--- Data for this task ---

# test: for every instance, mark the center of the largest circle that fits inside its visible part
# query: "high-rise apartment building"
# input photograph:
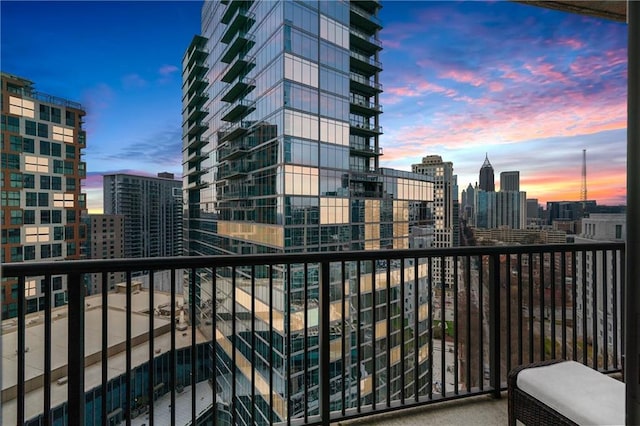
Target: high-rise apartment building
(105, 240)
(510, 181)
(42, 171)
(487, 183)
(152, 210)
(445, 223)
(601, 303)
(468, 204)
(443, 196)
(497, 209)
(280, 154)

---

Task goal: Print the whole listing above exactly, and keep every picture out of the copy.

Answer to the problem:
# test: for every instance, mark the center of the largest circle that fits inside its visible part
# query: "high-rise apartment building"
# input photograph:
Target: high-rise apartment building
(105, 240)
(510, 181)
(42, 171)
(487, 183)
(152, 210)
(445, 223)
(601, 303)
(468, 204)
(443, 196)
(497, 209)
(280, 154)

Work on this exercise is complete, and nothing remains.